(Items from a data source)
• • • • • • •

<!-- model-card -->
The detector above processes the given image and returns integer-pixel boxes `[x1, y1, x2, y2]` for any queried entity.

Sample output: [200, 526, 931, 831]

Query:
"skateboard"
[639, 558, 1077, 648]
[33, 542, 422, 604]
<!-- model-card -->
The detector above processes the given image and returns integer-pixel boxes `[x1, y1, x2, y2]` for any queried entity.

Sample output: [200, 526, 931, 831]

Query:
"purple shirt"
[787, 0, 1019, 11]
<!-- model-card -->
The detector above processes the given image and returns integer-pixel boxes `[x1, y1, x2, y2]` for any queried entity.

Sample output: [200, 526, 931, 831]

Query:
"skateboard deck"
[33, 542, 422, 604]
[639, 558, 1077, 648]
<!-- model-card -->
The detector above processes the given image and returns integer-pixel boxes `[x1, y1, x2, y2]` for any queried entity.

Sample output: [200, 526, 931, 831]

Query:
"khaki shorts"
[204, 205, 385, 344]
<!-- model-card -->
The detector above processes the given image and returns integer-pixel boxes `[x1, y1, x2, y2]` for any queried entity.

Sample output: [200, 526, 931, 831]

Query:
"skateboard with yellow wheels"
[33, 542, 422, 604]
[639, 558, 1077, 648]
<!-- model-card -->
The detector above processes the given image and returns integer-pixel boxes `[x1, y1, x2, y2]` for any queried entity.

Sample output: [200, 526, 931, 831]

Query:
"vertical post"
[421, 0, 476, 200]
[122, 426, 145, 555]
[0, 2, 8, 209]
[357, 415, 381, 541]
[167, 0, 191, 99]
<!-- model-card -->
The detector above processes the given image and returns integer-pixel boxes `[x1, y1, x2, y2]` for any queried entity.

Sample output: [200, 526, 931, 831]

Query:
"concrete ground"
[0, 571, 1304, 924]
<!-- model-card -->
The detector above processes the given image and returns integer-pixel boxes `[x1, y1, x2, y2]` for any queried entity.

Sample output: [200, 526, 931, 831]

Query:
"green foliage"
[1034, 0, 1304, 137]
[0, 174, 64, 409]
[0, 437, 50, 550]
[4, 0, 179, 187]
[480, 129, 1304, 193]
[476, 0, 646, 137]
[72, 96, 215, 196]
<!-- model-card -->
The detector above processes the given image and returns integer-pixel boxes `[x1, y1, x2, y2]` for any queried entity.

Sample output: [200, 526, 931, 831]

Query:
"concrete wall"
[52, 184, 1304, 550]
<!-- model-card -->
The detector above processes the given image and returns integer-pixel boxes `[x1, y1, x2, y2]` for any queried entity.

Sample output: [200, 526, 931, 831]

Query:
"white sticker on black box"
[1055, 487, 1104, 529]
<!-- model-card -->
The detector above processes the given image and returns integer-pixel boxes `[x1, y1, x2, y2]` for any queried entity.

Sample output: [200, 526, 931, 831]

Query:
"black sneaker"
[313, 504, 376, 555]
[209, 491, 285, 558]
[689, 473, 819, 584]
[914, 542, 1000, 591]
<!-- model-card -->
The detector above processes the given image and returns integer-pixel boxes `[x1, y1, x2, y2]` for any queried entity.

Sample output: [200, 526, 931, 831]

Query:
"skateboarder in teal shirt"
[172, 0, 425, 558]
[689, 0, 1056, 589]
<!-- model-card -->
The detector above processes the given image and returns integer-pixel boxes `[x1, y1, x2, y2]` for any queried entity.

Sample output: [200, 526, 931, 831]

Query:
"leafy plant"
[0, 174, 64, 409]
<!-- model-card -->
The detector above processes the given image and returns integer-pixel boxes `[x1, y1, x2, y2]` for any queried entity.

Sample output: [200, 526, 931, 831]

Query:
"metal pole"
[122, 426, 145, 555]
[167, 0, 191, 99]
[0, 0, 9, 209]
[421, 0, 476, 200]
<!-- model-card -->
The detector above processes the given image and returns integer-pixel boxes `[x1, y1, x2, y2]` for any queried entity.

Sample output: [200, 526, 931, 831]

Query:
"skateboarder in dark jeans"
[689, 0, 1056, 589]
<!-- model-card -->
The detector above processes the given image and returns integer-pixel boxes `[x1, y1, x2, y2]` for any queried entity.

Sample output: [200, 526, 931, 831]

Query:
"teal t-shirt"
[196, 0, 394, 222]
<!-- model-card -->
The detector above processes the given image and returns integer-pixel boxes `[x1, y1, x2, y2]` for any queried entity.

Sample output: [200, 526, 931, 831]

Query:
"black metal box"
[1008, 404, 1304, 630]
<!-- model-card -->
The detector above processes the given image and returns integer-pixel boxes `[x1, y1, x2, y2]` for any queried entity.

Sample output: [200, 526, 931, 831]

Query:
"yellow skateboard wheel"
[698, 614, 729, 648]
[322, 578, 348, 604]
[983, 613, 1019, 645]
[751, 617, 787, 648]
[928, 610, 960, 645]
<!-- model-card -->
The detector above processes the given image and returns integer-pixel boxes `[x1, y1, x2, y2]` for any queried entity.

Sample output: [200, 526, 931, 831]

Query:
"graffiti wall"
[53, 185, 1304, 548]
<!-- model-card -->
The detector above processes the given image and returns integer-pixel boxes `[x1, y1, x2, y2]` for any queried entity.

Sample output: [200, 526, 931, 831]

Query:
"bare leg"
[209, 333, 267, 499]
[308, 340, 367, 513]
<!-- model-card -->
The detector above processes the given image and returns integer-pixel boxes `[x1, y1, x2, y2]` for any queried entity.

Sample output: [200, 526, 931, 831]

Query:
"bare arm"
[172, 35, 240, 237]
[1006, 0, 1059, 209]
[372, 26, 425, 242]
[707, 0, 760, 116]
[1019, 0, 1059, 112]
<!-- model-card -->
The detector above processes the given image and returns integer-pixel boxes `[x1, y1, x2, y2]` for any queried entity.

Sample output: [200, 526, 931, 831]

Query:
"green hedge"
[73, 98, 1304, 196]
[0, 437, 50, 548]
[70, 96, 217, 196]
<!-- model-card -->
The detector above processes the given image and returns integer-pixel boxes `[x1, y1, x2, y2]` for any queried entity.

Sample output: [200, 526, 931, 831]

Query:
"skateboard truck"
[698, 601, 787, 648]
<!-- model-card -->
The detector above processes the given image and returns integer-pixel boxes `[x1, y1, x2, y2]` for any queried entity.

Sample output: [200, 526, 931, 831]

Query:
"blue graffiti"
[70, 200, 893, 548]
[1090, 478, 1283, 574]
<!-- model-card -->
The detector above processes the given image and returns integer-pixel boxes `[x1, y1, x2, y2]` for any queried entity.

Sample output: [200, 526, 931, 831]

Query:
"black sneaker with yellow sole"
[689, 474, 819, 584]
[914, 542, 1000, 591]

• • • • • • •

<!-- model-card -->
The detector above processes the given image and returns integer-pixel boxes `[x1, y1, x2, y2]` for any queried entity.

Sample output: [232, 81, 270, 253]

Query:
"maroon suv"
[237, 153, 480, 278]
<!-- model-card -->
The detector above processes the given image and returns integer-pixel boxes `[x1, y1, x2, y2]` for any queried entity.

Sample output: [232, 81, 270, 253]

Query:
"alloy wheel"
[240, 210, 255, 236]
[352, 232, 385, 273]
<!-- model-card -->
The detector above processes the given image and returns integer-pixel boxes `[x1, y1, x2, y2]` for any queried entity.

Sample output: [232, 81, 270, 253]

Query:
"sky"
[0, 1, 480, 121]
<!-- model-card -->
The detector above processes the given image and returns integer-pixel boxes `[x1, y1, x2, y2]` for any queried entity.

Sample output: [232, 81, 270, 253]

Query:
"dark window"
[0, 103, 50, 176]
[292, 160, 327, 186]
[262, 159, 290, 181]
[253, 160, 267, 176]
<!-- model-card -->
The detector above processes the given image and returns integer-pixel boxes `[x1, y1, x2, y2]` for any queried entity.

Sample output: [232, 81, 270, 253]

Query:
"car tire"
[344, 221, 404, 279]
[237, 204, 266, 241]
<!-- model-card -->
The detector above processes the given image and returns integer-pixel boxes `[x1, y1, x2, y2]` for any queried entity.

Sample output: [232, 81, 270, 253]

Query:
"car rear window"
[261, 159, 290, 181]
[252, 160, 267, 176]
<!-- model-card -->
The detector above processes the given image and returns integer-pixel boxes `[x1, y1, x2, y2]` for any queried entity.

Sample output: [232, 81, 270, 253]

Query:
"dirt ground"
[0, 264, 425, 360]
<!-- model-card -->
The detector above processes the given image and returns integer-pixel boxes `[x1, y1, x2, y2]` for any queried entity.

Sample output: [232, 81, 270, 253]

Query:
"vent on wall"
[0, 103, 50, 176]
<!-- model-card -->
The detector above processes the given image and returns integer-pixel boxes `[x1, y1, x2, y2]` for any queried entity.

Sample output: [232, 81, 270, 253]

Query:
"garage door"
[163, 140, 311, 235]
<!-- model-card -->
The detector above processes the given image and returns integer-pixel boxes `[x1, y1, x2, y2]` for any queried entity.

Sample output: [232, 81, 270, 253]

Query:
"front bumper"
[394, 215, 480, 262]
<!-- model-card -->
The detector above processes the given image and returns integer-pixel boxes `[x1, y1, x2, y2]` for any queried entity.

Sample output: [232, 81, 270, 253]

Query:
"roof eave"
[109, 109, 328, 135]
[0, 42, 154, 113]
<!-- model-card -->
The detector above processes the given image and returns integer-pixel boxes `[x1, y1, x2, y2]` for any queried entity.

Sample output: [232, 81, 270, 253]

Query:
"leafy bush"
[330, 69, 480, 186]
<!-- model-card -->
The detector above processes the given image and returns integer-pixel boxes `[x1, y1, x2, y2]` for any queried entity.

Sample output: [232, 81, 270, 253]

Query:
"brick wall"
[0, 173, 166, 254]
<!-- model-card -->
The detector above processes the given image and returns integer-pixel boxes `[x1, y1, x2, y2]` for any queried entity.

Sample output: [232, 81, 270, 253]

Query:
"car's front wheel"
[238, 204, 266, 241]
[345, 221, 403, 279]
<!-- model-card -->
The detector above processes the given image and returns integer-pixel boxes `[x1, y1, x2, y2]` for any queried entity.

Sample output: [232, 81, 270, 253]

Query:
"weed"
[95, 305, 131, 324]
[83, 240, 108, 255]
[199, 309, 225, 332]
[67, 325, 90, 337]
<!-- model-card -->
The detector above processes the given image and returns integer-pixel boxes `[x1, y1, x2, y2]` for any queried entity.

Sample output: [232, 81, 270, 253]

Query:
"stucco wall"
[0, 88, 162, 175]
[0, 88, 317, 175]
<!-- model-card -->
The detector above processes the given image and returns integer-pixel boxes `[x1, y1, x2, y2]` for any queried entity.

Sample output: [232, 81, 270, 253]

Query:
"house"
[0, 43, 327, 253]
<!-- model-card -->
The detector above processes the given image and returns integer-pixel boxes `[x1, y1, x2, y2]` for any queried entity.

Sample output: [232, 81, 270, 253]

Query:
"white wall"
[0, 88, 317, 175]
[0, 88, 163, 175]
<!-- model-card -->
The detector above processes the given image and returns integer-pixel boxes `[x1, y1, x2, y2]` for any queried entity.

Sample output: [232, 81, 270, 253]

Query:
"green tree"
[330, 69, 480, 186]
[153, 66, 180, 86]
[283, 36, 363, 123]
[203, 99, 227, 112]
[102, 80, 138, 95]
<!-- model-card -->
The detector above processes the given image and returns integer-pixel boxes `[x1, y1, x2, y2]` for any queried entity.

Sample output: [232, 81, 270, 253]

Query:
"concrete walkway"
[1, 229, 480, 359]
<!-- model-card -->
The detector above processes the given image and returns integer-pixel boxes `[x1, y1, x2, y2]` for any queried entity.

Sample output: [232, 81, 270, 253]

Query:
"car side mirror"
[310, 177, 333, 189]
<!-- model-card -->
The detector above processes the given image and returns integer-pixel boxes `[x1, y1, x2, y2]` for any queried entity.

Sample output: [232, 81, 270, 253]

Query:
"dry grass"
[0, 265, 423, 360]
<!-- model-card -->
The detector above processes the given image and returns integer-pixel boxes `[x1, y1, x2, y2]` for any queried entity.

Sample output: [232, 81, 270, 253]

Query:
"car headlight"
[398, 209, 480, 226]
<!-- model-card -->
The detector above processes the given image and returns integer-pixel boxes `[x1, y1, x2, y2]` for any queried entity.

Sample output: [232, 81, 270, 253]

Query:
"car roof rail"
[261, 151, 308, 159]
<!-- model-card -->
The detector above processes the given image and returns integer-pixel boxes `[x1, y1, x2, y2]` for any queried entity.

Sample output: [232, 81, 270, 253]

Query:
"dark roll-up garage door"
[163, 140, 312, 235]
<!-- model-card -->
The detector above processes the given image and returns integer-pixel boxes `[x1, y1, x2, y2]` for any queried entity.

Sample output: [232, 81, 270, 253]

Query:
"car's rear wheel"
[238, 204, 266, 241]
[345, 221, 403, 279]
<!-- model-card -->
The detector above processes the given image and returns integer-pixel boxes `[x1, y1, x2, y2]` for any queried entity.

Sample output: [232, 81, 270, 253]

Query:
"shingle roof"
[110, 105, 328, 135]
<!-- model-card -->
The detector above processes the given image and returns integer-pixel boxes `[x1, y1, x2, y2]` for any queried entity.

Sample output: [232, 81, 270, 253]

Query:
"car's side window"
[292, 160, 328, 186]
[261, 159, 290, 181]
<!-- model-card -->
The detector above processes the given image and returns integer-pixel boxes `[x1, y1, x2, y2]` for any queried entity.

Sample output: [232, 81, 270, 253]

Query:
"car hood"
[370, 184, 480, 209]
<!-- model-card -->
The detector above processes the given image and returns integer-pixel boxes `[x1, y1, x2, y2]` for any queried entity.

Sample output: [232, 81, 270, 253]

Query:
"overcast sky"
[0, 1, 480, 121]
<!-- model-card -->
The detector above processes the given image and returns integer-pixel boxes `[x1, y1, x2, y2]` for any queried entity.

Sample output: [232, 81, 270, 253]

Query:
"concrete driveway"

• • • • • • •

Report how many lines of the listing above contain the string "garage". Give only the number.

* **TASK SOLUTION**
2